**WHAT NEEDS TO BE DONE**
Your answer must be every line of the data that contains "field".

**DATA EXTRACTS**
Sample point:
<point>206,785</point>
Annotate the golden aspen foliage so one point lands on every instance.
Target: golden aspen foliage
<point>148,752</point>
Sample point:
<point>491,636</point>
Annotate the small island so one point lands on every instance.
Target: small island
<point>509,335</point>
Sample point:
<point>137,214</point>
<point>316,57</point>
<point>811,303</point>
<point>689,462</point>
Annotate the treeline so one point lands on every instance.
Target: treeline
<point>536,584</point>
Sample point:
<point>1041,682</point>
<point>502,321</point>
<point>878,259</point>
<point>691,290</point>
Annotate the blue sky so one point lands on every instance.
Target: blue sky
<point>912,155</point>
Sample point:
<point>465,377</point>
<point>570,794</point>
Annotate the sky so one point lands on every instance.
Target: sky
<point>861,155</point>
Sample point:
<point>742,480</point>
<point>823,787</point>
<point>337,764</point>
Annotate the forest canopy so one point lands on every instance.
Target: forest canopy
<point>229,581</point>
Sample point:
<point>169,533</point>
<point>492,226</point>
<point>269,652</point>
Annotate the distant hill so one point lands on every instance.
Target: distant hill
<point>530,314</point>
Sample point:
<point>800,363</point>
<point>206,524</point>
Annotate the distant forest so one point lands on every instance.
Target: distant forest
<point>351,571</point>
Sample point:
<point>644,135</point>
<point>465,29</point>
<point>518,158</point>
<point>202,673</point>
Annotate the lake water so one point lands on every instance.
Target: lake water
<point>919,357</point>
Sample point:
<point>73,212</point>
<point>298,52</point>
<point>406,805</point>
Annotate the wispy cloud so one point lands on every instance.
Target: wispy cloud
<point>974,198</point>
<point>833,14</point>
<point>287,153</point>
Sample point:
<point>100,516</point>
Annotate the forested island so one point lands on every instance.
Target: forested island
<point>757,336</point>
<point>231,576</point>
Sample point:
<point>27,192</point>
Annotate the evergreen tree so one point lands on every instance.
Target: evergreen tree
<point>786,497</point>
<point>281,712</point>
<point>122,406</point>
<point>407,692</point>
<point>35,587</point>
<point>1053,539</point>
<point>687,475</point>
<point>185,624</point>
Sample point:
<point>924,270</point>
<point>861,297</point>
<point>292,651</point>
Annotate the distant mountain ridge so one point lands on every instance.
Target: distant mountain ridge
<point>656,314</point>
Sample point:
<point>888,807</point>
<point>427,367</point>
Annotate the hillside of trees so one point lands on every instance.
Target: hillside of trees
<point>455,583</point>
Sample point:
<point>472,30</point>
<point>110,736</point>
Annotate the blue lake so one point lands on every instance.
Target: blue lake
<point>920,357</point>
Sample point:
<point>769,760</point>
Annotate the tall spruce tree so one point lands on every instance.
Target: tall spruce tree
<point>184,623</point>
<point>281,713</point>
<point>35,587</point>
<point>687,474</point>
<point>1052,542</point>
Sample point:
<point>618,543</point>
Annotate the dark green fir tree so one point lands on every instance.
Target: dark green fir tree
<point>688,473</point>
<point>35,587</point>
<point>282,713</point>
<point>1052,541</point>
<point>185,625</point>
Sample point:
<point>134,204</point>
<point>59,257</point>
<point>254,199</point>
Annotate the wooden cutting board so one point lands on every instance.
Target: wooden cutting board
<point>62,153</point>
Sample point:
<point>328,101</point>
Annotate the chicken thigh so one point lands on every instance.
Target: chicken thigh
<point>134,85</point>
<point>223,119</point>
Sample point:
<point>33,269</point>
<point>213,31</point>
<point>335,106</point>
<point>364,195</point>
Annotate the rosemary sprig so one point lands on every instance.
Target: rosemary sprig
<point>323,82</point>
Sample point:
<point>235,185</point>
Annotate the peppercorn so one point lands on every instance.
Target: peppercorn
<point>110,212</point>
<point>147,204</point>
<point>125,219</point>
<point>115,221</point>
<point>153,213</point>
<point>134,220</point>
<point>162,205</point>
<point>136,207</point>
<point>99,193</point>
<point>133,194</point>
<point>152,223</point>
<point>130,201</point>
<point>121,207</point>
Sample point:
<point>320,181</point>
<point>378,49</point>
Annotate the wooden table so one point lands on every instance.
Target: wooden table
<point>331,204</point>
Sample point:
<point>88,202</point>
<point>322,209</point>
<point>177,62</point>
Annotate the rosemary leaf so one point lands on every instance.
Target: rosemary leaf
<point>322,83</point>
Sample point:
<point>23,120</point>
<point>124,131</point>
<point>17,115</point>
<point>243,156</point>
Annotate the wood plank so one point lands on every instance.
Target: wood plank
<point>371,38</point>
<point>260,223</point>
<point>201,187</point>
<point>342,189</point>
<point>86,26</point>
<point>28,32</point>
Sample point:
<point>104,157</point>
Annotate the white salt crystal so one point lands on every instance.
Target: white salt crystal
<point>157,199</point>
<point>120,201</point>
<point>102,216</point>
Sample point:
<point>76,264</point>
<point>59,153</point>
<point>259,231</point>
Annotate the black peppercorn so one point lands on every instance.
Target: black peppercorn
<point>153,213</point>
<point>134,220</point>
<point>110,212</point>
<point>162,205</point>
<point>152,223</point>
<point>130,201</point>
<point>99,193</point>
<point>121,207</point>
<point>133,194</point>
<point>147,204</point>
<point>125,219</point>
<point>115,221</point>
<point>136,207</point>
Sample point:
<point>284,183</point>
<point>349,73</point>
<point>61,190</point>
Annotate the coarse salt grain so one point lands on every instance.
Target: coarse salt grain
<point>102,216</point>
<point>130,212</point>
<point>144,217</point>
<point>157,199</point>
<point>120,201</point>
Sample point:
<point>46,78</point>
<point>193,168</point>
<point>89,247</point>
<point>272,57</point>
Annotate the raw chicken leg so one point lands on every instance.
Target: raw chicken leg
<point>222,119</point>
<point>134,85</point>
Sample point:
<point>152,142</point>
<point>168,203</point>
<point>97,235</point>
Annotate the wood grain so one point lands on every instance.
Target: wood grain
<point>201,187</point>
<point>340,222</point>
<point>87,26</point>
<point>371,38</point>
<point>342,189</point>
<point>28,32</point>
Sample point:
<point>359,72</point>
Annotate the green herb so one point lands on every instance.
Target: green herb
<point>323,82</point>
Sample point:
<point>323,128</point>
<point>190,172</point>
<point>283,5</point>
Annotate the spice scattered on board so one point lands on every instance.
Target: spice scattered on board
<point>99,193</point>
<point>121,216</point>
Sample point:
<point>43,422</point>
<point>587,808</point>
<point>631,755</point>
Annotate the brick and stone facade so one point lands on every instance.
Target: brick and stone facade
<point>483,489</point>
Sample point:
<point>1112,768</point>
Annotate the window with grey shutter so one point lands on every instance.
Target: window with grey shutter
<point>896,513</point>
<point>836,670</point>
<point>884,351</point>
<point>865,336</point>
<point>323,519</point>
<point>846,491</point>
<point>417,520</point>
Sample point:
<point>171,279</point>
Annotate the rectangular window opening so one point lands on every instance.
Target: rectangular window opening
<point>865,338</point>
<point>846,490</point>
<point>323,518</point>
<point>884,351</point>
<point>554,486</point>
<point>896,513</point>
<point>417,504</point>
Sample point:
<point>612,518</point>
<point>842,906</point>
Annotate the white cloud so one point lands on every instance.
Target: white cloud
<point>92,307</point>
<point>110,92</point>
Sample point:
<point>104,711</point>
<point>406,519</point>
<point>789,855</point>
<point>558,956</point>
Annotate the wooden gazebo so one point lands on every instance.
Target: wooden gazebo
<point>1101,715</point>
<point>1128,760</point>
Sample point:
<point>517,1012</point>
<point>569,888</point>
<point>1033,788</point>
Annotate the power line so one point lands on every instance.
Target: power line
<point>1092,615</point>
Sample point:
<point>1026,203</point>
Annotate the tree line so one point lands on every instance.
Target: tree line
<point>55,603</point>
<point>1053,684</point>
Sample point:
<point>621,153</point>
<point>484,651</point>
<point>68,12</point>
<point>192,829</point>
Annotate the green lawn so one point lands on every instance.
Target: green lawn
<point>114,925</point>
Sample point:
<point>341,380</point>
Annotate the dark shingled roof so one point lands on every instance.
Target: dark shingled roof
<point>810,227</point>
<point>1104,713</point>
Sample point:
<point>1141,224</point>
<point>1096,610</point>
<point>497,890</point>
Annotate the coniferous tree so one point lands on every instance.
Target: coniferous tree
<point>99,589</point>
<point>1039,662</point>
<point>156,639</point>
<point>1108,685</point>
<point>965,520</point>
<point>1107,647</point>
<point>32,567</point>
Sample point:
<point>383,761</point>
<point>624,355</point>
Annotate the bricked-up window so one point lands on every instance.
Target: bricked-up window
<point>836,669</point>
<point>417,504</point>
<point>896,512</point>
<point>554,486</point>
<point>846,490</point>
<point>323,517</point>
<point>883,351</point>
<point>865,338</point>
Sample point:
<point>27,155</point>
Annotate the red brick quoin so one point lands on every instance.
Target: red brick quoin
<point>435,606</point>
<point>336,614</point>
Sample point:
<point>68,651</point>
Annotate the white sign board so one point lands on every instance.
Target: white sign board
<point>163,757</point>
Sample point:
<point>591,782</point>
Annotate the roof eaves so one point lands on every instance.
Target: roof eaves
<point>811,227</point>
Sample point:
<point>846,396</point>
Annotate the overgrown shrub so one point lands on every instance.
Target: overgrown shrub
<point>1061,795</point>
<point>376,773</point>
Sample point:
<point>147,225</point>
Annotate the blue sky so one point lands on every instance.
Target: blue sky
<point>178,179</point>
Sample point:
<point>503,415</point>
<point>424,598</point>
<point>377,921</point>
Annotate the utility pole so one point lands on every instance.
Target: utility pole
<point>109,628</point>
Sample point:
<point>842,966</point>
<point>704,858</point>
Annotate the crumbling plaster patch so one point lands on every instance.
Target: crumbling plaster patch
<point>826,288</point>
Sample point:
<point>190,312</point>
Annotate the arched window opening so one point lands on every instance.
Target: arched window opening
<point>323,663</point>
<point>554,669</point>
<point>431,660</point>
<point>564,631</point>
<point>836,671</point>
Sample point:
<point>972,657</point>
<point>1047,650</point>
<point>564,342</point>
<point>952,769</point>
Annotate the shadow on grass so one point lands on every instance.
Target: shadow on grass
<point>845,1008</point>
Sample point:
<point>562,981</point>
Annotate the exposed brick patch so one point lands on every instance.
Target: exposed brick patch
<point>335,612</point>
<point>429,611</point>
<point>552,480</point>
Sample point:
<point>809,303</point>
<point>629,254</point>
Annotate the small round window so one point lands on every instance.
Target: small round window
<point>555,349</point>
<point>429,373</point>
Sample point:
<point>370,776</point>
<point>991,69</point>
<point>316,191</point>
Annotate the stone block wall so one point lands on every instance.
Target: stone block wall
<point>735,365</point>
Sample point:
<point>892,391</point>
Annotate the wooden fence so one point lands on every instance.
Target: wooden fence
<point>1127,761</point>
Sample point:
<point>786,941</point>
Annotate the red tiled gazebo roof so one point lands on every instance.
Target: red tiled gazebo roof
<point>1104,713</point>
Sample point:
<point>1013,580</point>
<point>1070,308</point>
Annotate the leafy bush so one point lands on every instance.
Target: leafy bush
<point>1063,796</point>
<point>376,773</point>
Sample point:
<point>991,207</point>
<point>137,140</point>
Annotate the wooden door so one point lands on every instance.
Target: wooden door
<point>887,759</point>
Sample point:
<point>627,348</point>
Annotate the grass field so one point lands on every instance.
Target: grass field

**SOLUTION FOR THIS EXERCISE**
Annotate the grass field so one point lands on every instance.
Target: grass field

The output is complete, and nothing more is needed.